Format every one of the rows below as a numbered list, omitting blank lines. Leave the pictures out of the answer.

-- DATA SECTION start --

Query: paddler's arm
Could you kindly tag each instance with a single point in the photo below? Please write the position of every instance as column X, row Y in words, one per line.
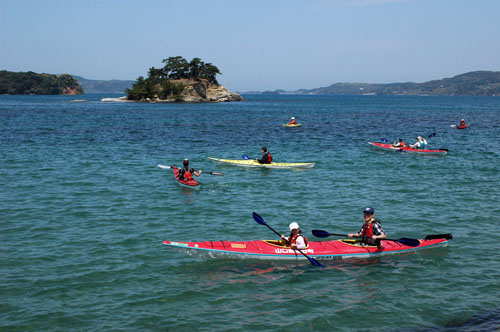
column 285, row 240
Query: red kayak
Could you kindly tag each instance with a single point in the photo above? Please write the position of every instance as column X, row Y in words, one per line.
column 321, row 250
column 193, row 184
column 385, row 146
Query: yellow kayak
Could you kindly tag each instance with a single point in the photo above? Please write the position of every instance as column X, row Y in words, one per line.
column 253, row 163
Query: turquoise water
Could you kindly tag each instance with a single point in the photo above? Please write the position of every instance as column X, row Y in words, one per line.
column 84, row 210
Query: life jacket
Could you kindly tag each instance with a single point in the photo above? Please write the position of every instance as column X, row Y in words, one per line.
column 294, row 239
column 367, row 231
column 269, row 157
column 188, row 175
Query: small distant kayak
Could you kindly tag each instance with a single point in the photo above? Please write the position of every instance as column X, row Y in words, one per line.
column 193, row 184
column 253, row 163
column 322, row 250
column 385, row 146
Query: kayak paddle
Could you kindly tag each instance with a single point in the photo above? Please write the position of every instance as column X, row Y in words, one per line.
column 261, row 221
column 406, row 241
column 211, row 173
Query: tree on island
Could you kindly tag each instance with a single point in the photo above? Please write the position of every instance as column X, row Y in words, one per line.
column 166, row 82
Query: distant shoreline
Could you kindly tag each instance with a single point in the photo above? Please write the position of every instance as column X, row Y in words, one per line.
column 477, row 83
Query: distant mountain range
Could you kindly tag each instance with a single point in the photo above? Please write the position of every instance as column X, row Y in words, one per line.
column 477, row 83
column 103, row 86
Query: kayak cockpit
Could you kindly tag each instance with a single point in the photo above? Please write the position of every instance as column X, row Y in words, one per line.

-- DATA SECTION end --

THE COMPLETED TASK:
1. Query: paddler's arm
2. Could you kindly tag each instance with a single point in the photo below? Please write the position of every instance as column X, row Y in words, one per line.
3. column 285, row 240
4. Query: red kayak
5. Could you kindly tag each instance with a single point in the photo above? Please write the position of every instance as column X, row Y in words, one per line.
6. column 321, row 250
7. column 193, row 184
8. column 385, row 146
9. Query: yellow kayak
10. Could you kindly tag each instance with a single point in the photo above? Please write the position of every instance as column X, row Y in words, one per line.
11. column 253, row 163
12. Query: turquoise water
13. Could you kindly tag each instance with a single point in the photo above? Please write the position of every instance as column X, row Y in words, one per line.
14. column 84, row 210
15. Query: life jacket
16. Could you kindly tag each instance with a single point in the photo above? Please write the position of every instance as column X, row Y in words, one per line.
17. column 294, row 239
18. column 367, row 231
19. column 269, row 157
20. column 188, row 175
21. Query: small distant kayak
22. Could you kindly tag each instance with a single point in the photo above? Please write the position of every instance as column X, row Y in words, one per line.
23. column 193, row 184
24. column 253, row 163
25. column 322, row 250
26. column 385, row 146
27. Query: kayak paddle
28. Could you kindly tag each instance with a single point in the photo above? Please write the position of every instance as column X, row Y in words, one per line.
29. column 261, row 221
30. column 406, row 241
31. column 211, row 173
32. Query: tree on island
33. Could you kindly tag each instance with a single point in the photo above? Please write the position of every instance as column X, row Y in words, one per line.
34. column 166, row 82
35. Query: distant shoreline
36. Could you kindly tag each instance with a single point in the photo above? Please write the position of every instance as column X, row Y in words, one per line.
37. column 477, row 83
38. Query: distant mountain range
39. Could you kindly tag each instance with a single point in the photo above? Please write the position of every instance as column X, row Y in words, one per line.
40. column 477, row 83
41. column 103, row 86
42. Query: kayak cockpit
43. Could you kindly tag each instance with a single point in the photo above? Please write the position of every instance as column X, row Y in words, one per line.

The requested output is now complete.